'''

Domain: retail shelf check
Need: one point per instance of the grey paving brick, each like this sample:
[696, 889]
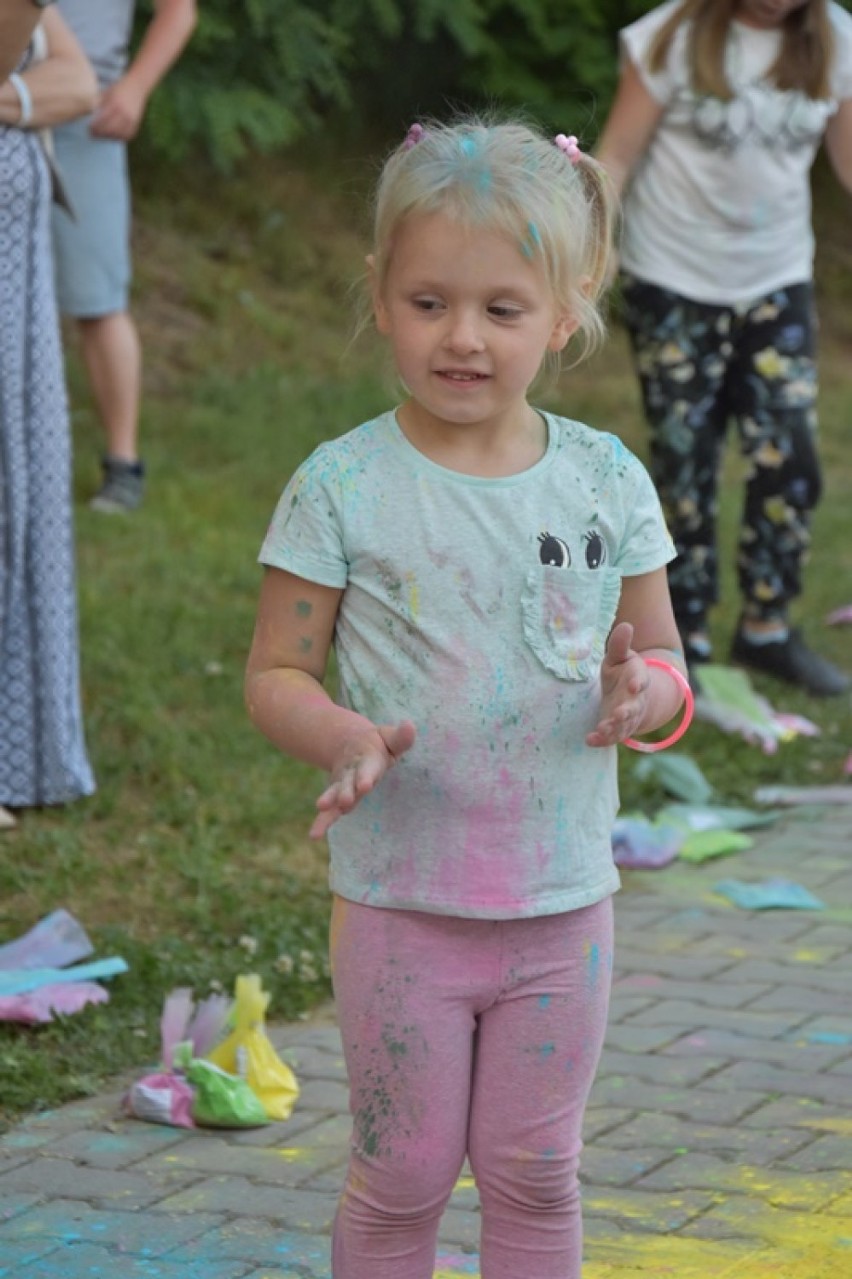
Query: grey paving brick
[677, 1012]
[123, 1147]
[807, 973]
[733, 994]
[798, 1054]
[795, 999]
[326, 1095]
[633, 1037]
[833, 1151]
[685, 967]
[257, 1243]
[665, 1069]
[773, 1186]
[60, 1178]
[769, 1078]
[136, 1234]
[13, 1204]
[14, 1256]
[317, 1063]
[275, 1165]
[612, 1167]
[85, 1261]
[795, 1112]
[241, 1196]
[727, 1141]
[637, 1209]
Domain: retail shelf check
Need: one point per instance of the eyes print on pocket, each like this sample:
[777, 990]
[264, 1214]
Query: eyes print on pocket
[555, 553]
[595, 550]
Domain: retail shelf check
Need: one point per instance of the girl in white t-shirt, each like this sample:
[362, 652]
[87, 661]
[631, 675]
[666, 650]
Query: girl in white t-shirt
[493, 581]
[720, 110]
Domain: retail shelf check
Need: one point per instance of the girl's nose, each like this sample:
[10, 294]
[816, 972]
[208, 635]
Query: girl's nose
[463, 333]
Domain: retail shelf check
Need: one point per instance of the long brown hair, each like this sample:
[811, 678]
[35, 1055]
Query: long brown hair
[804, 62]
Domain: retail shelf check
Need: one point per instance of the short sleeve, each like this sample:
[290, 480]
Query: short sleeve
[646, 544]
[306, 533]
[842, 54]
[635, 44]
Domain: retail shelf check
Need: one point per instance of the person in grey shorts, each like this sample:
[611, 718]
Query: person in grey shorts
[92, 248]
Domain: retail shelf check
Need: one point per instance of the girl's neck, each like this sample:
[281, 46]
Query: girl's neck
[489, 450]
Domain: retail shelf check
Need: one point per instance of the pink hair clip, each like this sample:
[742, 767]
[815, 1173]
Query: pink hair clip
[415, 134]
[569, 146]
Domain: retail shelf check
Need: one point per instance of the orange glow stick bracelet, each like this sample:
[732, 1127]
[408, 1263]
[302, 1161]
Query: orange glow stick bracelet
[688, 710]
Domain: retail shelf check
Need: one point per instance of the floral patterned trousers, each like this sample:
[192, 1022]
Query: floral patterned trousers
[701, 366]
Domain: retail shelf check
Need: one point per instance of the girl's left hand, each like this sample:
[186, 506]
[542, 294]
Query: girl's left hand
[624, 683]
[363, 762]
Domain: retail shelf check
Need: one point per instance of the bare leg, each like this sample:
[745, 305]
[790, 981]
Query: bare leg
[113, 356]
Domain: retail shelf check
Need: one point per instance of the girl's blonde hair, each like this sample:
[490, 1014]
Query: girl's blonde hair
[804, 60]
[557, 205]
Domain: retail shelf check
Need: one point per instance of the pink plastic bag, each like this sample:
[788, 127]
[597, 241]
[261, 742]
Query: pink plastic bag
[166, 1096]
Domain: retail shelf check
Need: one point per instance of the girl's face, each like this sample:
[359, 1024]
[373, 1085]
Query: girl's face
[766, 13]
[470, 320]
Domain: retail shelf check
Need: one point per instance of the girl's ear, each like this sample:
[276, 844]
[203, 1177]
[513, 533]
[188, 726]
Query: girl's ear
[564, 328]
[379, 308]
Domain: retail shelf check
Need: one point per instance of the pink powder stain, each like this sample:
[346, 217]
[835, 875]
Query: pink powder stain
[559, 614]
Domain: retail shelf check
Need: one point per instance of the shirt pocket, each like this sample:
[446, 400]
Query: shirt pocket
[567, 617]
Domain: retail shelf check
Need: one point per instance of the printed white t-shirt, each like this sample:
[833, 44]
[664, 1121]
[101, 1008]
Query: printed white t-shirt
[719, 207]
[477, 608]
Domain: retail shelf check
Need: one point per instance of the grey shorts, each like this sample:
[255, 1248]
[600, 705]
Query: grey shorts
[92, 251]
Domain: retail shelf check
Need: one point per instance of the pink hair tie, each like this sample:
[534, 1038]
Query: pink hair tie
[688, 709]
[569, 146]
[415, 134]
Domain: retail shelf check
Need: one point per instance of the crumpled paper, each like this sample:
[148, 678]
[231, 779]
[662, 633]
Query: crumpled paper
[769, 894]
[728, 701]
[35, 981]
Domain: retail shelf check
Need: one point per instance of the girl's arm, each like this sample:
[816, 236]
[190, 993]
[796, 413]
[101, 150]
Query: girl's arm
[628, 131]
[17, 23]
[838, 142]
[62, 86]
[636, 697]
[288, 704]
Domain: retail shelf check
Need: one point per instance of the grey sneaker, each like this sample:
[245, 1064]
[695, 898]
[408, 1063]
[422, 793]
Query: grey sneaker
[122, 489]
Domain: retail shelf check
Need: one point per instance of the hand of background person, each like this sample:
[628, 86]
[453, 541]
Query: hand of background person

'''
'''

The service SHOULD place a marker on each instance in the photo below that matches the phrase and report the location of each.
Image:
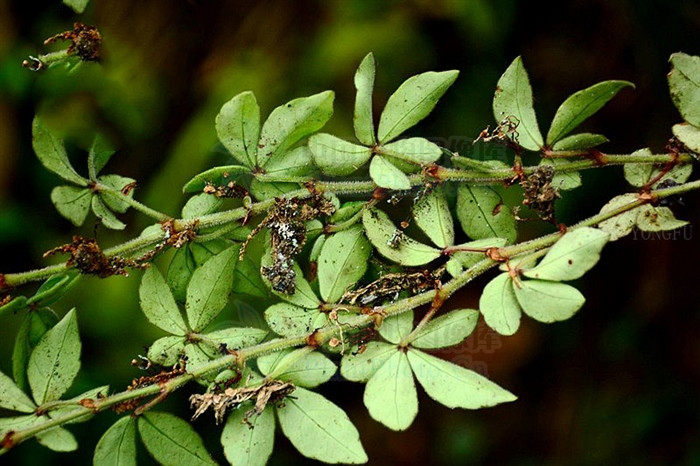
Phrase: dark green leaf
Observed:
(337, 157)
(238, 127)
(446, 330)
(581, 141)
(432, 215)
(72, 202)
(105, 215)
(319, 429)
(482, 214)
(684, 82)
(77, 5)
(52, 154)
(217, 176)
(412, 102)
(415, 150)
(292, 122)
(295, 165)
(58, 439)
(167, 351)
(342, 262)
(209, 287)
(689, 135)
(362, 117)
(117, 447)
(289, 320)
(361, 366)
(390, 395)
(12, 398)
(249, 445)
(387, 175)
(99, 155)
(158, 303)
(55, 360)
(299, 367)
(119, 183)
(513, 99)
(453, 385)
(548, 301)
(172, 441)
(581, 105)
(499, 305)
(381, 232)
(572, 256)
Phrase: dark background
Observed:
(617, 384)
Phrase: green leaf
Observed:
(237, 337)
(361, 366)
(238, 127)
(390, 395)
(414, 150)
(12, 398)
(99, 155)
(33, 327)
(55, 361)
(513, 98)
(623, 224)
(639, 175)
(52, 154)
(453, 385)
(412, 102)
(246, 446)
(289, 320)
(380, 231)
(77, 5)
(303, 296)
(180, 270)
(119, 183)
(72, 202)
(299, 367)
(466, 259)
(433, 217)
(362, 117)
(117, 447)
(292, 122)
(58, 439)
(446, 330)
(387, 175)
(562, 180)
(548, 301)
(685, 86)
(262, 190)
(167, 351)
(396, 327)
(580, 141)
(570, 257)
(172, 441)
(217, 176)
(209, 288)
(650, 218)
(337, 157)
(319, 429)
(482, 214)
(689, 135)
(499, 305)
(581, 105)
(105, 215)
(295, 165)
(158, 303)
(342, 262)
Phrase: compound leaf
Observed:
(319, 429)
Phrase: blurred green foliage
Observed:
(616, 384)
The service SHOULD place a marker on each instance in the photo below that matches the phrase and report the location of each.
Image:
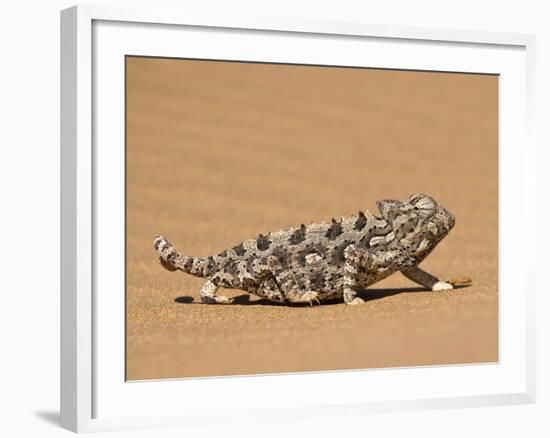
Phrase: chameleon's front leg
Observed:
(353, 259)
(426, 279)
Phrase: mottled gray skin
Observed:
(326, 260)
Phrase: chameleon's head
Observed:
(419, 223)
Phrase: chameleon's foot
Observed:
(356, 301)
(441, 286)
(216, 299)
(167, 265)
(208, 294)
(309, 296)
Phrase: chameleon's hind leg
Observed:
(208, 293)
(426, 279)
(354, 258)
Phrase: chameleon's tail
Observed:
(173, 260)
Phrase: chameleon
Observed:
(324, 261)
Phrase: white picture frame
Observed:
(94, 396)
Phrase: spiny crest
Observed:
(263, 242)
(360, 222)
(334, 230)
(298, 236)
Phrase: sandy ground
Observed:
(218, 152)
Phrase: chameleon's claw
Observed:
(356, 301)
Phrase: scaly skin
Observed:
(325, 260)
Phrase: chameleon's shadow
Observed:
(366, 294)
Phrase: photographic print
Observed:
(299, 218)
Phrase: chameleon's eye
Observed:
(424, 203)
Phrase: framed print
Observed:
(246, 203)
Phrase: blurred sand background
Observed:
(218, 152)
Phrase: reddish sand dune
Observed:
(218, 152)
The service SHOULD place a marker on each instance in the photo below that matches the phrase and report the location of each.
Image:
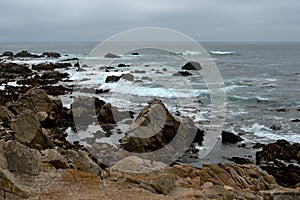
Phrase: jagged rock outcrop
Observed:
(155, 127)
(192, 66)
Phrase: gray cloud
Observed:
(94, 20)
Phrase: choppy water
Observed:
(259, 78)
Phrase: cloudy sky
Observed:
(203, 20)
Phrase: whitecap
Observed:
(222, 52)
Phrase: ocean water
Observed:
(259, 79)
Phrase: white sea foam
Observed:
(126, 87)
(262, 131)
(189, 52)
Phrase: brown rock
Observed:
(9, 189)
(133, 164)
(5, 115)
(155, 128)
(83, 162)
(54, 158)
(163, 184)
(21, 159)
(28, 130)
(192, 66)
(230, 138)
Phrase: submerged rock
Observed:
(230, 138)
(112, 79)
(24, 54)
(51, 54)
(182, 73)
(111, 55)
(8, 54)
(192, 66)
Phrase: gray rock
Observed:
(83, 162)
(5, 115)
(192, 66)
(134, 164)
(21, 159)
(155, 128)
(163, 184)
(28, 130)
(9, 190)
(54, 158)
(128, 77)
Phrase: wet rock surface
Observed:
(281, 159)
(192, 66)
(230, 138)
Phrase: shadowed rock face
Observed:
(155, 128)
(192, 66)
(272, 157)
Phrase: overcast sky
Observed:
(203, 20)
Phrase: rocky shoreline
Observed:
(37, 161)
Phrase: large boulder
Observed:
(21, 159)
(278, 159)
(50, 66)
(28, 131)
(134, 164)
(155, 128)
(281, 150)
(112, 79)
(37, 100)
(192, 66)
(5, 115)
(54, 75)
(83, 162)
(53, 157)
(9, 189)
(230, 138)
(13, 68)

'''
'''

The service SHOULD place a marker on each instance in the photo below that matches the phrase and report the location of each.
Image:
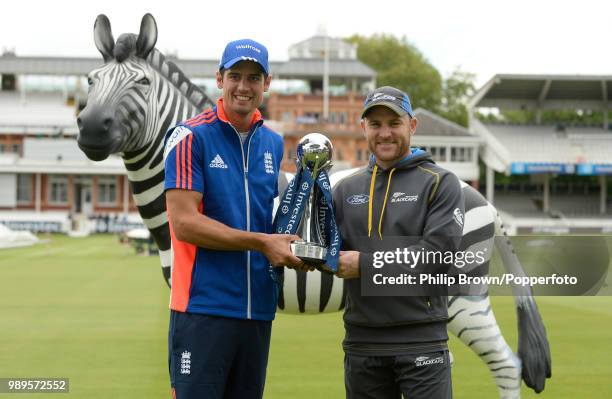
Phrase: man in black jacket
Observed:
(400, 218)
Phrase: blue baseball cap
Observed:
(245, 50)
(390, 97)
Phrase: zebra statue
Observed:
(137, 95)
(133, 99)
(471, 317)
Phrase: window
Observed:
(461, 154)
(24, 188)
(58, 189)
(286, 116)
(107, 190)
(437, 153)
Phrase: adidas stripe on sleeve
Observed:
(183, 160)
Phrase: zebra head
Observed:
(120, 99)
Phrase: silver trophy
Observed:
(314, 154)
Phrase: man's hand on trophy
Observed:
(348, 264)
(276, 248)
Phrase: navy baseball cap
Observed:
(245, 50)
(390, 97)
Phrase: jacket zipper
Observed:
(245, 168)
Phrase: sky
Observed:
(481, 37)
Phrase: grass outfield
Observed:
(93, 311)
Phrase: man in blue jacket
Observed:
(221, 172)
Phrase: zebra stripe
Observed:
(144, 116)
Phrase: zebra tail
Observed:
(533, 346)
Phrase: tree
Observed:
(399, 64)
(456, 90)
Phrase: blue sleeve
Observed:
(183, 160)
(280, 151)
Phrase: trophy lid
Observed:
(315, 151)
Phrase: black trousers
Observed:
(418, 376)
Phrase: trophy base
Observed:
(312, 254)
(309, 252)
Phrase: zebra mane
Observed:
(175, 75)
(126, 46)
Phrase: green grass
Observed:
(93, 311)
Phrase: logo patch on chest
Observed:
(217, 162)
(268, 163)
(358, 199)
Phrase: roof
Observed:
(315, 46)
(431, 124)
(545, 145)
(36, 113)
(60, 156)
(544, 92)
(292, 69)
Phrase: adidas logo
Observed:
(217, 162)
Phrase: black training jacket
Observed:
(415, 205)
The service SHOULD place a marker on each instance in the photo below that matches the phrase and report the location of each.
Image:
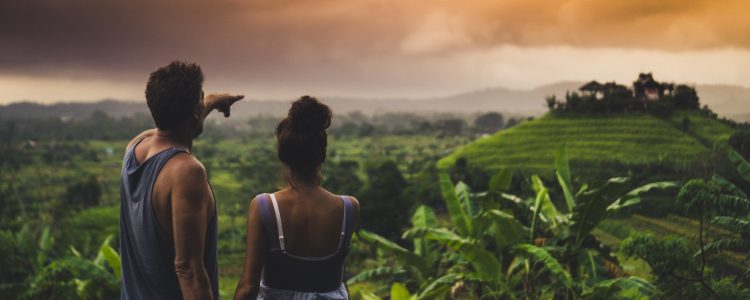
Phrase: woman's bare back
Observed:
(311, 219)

'''

Task brief:
I need each line of the entries that holds the string "leaf" located and copied.

Result of the exercise:
Phrase: dark green leaf
Phrase: green leaf
Phrase: compound leaf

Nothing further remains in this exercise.